▸ Descrizione del problema
Trascrivi parola per parola il brano della fonte che comincia con "I suoi autori" e prosegue fino a "le più famose.".

▸ Fonte
Le donne della luna

«Tramontata è la luna / e le Pleiadi a mezzo della notte / anche giovinezza già dilegua, / e ora nel mio letto resto sola». Così scriveva Saffo tremila anni fa, rendendo immortale il nostro unico satellite. È d’altra parte quasi impossibile ricostruire, o anche solo immaginare la storia dell’umanità e della Terra nel suo complesso senza tener conto della Luna; quella Luna che ha catturato l’attenzione di persone innamorate o dedite alla ricerca scientifica fin dall’antichità, in ogni angolo del nostro mondo. Fino all’era dei veicoli spaziali, visitare la Luna rimaneva un sogno, che si poteva immaginare, ma non realizzare: Luciano di Samosata, ad esempio, vissuto nel II secolo d. C, pensò a un viaggio verso la Luna in una nave volante, spinta soltanto da venti impetuosi. Dopo di lui, Keplero, il vescovo inglese Francis Godwin, Giulio Verne. Di loro e delle caratteristiche della Luna parla un libro bellissimo, purtroppo in spagnolo, che ho scovato per caso: Las mujeres de la luna, edito da Next Door Publishers, ultima edizione del 2019.

Copertina e pagina interna libro Las mujeres de la luna

I suoi autori sono Daniel Roberto Altschuler e Fernando J. Ballesteros Roselló: il primo è docente di Fisica presso l’Università di Porto Rico, oltre a essere stato per dodici anni, fino al 2003, direttore dell’Osservatorio di Arecibo; il secondo è capo strumentazione dell’Osservatorio astronomico dell’Università di Valenza. Entrambi si sono dedicati e si dedicano tutt’ora alla divulgazione scientifica, in questo libro con una prospettiva molto particolare.

Cratere Hipatia, Wikimedia Commons

Perché il libro è incentrato sulla geografia lunare con un’ottica di genere, analizzando nello specifico i nomi dei crateri lunari: dalla loro ricerca emerge che dei 1594 crateri nominati, soltanto 31 sono dedicati alle donne. Certo, sono presenti crateri dedicati a Ipazia, Santa Caterina di Alessandria, Hildegard von Bingen, Henrietta Leavitt, Williamina Fleming, Marie Curie, per citare le più famose.

▸ Estratto dei record
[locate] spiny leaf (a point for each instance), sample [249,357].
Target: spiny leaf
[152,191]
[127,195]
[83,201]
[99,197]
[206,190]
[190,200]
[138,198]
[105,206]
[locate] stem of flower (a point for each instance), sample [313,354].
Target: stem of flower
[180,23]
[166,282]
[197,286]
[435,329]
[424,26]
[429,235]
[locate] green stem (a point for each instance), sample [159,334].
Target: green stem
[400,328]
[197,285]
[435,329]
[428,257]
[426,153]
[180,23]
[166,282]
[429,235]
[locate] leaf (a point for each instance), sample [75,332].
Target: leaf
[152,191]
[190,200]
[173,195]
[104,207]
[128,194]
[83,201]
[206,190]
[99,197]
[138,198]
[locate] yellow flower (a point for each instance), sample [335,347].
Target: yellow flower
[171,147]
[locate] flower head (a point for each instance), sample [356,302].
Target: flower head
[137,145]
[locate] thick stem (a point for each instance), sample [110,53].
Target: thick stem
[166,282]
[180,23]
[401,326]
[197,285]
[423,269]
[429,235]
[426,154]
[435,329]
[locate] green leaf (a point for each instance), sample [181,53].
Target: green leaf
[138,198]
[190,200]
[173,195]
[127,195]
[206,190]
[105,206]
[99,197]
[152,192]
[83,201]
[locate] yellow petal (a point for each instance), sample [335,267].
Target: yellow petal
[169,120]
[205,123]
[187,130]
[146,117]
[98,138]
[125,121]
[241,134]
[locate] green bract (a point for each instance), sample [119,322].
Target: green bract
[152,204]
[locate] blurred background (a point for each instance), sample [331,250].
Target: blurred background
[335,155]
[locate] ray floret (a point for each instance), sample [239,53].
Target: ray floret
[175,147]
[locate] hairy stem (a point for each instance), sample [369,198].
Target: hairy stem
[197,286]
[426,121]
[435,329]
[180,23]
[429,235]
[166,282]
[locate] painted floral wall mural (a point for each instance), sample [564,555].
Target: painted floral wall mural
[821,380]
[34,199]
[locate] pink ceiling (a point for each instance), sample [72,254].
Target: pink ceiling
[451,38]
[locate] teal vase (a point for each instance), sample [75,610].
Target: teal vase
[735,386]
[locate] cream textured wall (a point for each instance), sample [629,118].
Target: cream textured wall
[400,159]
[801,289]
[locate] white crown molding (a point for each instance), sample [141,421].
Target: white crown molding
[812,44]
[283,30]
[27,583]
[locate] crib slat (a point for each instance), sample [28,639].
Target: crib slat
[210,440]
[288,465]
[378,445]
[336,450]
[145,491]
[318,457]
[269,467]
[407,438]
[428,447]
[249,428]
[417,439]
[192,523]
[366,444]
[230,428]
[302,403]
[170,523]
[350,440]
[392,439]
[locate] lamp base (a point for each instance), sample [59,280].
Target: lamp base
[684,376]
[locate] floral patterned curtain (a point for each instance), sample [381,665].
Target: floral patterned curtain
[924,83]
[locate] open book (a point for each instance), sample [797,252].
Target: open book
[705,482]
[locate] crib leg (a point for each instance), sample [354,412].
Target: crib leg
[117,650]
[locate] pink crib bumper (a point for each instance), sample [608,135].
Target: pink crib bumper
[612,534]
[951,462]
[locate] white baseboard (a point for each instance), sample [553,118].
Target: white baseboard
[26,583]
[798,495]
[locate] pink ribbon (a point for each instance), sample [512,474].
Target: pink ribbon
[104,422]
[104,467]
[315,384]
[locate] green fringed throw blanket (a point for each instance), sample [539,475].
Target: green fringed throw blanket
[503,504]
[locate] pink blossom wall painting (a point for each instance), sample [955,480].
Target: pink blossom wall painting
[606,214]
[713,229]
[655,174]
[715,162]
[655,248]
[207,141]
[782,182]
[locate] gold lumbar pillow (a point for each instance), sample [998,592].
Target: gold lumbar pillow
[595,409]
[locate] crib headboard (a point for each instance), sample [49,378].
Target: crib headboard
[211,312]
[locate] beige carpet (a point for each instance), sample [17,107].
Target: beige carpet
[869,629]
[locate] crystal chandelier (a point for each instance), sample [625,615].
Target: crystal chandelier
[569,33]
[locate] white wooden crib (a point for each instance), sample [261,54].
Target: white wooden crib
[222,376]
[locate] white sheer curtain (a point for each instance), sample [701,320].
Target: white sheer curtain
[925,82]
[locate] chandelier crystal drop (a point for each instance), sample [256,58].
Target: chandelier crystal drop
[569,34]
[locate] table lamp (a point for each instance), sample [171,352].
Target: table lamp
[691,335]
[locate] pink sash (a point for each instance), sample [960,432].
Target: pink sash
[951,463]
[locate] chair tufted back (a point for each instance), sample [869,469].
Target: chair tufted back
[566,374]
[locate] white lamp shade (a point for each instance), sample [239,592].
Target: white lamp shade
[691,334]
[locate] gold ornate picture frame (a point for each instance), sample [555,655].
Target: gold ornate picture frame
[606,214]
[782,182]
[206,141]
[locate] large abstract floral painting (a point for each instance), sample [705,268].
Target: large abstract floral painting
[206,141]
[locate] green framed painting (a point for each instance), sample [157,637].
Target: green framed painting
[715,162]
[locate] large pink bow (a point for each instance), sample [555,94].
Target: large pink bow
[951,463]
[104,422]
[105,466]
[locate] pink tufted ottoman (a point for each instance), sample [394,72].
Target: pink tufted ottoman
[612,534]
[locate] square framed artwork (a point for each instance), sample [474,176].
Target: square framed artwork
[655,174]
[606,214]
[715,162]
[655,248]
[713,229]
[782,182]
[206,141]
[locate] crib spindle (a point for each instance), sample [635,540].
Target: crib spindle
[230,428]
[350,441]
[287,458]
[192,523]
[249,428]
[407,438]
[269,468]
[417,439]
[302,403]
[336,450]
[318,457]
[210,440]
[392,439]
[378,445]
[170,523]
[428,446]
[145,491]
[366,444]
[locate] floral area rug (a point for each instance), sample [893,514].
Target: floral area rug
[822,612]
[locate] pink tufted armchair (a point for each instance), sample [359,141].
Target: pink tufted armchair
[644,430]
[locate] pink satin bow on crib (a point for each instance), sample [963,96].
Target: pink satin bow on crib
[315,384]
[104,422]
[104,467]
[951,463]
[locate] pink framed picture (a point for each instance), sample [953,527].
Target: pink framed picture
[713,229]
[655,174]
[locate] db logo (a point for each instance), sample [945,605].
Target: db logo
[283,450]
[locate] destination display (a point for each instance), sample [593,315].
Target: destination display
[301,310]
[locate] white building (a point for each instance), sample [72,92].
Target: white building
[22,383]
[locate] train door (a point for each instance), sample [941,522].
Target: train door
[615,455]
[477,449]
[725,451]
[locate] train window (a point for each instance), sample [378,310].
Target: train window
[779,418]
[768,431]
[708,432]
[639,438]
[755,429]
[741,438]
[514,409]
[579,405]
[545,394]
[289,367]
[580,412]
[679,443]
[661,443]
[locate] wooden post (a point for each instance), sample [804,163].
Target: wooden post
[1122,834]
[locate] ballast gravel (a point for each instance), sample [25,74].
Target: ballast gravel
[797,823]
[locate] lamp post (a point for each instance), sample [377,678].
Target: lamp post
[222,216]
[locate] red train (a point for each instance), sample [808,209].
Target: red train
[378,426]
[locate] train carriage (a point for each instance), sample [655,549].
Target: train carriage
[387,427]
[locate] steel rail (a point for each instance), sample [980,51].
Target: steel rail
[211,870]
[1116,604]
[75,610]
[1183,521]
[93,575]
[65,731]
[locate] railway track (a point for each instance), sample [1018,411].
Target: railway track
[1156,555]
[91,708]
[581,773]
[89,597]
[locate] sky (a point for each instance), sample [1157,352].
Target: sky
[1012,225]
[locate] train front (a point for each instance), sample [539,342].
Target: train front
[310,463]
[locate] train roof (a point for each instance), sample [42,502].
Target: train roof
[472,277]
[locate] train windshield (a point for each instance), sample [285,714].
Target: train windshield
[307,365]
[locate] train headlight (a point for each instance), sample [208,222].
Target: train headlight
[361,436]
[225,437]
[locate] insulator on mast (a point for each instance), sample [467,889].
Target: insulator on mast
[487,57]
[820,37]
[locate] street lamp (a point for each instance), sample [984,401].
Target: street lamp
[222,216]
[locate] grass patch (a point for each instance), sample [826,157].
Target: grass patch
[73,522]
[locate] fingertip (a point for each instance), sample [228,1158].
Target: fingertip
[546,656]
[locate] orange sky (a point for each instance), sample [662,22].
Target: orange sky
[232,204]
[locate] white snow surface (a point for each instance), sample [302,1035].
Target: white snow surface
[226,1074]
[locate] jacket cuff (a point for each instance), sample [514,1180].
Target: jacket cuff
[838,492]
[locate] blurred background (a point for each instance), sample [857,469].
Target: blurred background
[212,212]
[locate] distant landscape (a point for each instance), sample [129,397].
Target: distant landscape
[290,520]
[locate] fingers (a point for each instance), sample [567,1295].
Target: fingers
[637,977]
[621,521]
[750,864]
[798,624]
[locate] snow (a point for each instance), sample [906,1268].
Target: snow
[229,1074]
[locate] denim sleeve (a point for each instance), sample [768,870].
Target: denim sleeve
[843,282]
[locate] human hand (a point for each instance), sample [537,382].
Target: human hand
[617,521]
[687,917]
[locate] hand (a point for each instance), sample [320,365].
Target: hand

▸ La soluzione
I suoi autori sono Daniel Roberto Altschuler e Fernando J. Ballesteros Roselló: il primo è docente di Fisica presso l’Università di Porto Rico, oltre a essere stato per dodici anni, fino al 2003, direttore dell’Osservatorio di Arecibo; il secondo è capo strumentazione dell’Osservatorio astronomico dell’Università di Valenza. Entrambi si sono dedicati e si dedicano tutt’ora alla divulgazione scientifica, in questo libro con una prospettiva molto particolare.

Cratere Hipatia, Wikimedia Commons

Perché il libro è incentrato sulla geografia lunare con un’ottica di genere, analizzando nello specifico i nomi dei crateri lunari: dalla loro ricerca emerge che dei 1594 crateri nominati, soltanto 31 sono dedicati alle donne. Certo, sono presenti crateri dedicati a Ipazia, Santa Caterina di Alessandria, Hildegard von Bingen, Henrietta Leavitt, Williamina Fleming, Marie Curie, per citare le più famose.